## SUPPLIED TEXT
Thanks for the nice article. Lifting heavy boxes with old magazines when moving is the best Smiley Sometimes the memories of how i gazed at the articles about the games are more stronger, then the memories from playing the game itself. Really funny crocodile/cooper on the first NP-issue.
 
Brings back so many memories. That's awesome that you had a letter printed in the mag, heck I thought it was cool when mine got in as a third place contest winner. I was a subscriber from '91-'96, and the issues that stand out for me are Vol. 50 which featured a look back at past mags, as well as featuring Link's Awakening, and the one that featured Mega Man Dr. Wily's Revenge on the cover, because it had an interesting look at the Dragon Warrior series.

I also loved the comics based on games, especially the Link to the Past comic.
 
I read NP for a relatively short amount of time (1988 to the middle of 1991, then briefly in the early 2000's) but it still holds such a lofty place, probably because outside of a few small instances it was the only gaming mag I read.  During this time it put out such a positive view of gaming that one could almost believe all games were playable and nice in their own ways.  Granted, I have been called "brainwashed by Nintendo" by some of my European friends (gently I might add) and there is at least a tiny amount of truth to that statement.  Still, I think that to many of us of a certain vintage (and of a certain console following) NP shows us a glimpse of that past which we still hold tight in our memories, even if the reality of the games don't always match up.

Thanks for the memories, zophar.  I think I will take me a break and leaf through a couple magazines.

## GIVEN DATA
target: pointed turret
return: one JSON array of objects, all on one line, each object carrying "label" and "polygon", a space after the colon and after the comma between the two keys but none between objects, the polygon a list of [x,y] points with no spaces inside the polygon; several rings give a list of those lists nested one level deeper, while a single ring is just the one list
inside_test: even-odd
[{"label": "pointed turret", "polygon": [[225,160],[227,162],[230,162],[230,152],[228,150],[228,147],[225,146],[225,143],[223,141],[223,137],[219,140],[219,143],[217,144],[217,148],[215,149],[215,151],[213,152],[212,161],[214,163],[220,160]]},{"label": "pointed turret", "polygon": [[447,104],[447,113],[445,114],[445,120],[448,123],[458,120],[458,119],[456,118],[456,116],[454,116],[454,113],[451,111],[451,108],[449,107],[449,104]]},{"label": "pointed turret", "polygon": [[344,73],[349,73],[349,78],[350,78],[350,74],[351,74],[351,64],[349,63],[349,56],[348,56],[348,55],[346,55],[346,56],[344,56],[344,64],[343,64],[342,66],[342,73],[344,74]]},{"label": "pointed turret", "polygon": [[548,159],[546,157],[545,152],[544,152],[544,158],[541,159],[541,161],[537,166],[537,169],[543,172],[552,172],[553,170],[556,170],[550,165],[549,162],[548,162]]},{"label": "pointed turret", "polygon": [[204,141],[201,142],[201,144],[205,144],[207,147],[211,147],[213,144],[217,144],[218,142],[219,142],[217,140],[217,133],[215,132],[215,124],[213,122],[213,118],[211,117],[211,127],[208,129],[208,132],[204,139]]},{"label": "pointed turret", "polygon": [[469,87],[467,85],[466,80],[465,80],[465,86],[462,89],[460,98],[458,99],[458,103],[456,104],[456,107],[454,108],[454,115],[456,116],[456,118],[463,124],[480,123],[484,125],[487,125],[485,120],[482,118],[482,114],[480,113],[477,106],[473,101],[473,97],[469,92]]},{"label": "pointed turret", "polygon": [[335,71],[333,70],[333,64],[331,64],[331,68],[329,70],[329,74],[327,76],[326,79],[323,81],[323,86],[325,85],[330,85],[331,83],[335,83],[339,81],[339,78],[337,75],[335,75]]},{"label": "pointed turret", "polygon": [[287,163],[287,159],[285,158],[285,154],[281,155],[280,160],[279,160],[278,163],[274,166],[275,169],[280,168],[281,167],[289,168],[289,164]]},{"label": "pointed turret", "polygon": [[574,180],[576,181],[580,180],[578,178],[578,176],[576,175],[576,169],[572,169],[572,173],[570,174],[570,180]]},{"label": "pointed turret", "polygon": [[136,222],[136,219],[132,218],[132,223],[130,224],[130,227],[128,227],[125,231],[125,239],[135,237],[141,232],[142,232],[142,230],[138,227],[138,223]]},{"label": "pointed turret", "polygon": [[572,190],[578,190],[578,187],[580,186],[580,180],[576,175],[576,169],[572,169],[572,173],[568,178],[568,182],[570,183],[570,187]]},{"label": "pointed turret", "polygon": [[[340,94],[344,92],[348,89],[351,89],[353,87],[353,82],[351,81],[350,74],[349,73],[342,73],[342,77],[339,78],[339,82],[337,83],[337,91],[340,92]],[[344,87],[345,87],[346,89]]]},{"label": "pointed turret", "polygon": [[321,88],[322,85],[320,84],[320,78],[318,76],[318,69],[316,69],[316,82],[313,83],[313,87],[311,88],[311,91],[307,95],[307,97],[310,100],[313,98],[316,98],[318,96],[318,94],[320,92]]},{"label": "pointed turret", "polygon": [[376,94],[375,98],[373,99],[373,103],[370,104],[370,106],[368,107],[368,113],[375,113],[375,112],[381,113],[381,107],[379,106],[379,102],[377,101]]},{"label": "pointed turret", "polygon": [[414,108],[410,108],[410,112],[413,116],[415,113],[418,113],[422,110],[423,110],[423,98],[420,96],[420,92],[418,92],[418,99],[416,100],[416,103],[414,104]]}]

## WHAT TO DO
1. In two sentences, summarize the reader comments about the gaming magazine.
2. Retype the part of the reader comments starting with "Brings back so" and going on through "Dragon Warrior series.".

## ANSWERS IN ORDER
1. Commenters share fond memories of reading NP, recalling favorite issues such as Vol. 50 and the one with Mega Man Dr. Wily's Revenge on the cover, the comics based on games, and seeing a letter and a contest win printed in its pages. One reader, who read it from 1988 to the middle of 1991 and briefly in the early 2000s, says it still holds a lofty place because it was almost the only gaming magazine they read and it presented such a positive view of gaming.

2.
Brings back so many memories. That's awesome that you had a letter printed in the mag, heck I thought it was cool when mine got in as a third place contest winner. I was a subscriber from '91-'96, and the issues that stand out for me are Vol. 50 which featured a look back at past mags, as well as featuring Link's Awakening, and the one that featured Mega Man Dr. Wily's Revenge on the cover, because it had an interesting look at the Dragon Warrior series.